* start Material provided *

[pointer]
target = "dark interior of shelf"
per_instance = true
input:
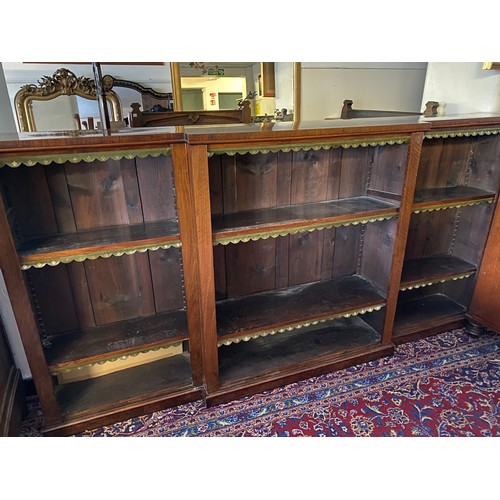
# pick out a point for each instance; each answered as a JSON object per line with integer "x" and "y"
{"x": 426, "y": 312}
{"x": 163, "y": 375}
{"x": 297, "y": 303}
{"x": 309, "y": 212}
{"x": 450, "y": 193}
{"x": 275, "y": 352}
{"x": 103, "y": 236}
{"x": 115, "y": 339}
{"x": 433, "y": 267}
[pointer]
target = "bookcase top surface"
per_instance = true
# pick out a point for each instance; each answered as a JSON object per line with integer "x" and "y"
{"x": 131, "y": 138}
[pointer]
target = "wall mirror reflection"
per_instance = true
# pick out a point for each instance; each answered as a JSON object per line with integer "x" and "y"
{"x": 269, "y": 86}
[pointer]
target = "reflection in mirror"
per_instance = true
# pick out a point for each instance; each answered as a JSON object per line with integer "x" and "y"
{"x": 65, "y": 88}
{"x": 57, "y": 114}
{"x": 222, "y": 85}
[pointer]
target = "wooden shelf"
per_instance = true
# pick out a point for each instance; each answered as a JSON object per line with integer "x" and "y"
{"x": 101, "y": 242}
{"x": 91, "y": 345}
{"x": 279, "y": 221}
{"x": 449, "y": 197}
{"x": 295, "y": 307}
{"x": 281, "y": 352}
{"x": 425, "y": 313}
{"x": 434, "y": 269}
{"x": 150, "y": 380}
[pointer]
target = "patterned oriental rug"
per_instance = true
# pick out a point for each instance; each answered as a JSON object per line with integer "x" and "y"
{"x": 445, "y": 385}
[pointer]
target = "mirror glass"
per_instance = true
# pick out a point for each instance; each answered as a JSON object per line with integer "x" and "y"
{"x": 58, "y": 113}
{"x": 219, "y": 85}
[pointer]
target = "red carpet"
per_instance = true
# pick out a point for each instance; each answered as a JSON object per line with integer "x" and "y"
{"x": 445, "y": 385}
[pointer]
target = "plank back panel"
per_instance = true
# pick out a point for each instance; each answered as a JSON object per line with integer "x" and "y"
{"x": 388, "y": 169}
{"x": 104, "y": 193}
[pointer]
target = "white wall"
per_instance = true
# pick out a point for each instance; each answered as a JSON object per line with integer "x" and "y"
{"x": 462, "y": 87}
{"x": 12, "y": 331}
{"x": 391, "y": 86}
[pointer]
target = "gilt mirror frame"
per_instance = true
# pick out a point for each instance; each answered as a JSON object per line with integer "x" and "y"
{"x": 63, "y": 82}
{"x": 177, "y": 94}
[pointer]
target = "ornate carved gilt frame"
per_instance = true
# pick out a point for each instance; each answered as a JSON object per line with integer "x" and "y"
{"x": 63, "y": 82}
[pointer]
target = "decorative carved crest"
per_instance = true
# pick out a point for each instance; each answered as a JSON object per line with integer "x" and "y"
{"x": 62, "y": 82}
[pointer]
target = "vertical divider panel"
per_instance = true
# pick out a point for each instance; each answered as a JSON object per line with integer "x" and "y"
{"x": 193, "y": 204}
{"x": 25, "y": 318}
{"x": 410, "y": 179}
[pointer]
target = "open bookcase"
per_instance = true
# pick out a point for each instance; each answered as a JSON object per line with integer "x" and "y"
{"x": 147, "y": 269}
{"x": 98, "y": 237}
{"x": 457, "y": 184}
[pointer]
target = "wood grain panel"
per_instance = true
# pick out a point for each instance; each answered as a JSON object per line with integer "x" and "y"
{"x": 99, "y": 193}
{"x": 156, "y": 185}
{"x": 120, "y": 287}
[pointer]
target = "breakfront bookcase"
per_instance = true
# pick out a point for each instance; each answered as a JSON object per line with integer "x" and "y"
{"x": 148, "y": 268}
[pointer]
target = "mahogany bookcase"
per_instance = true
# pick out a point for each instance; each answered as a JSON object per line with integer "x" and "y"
{"x": 149, "y": 268}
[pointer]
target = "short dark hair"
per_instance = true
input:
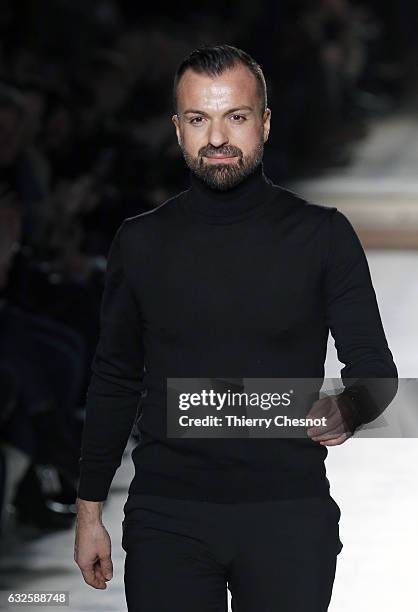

* end Material provided *

Stated goal:
Select every line from the entries above that contains the string "wall", treating uppercase and lowercase as different.

Completed task:
target = "wall mirror reflection"
target = "white wall"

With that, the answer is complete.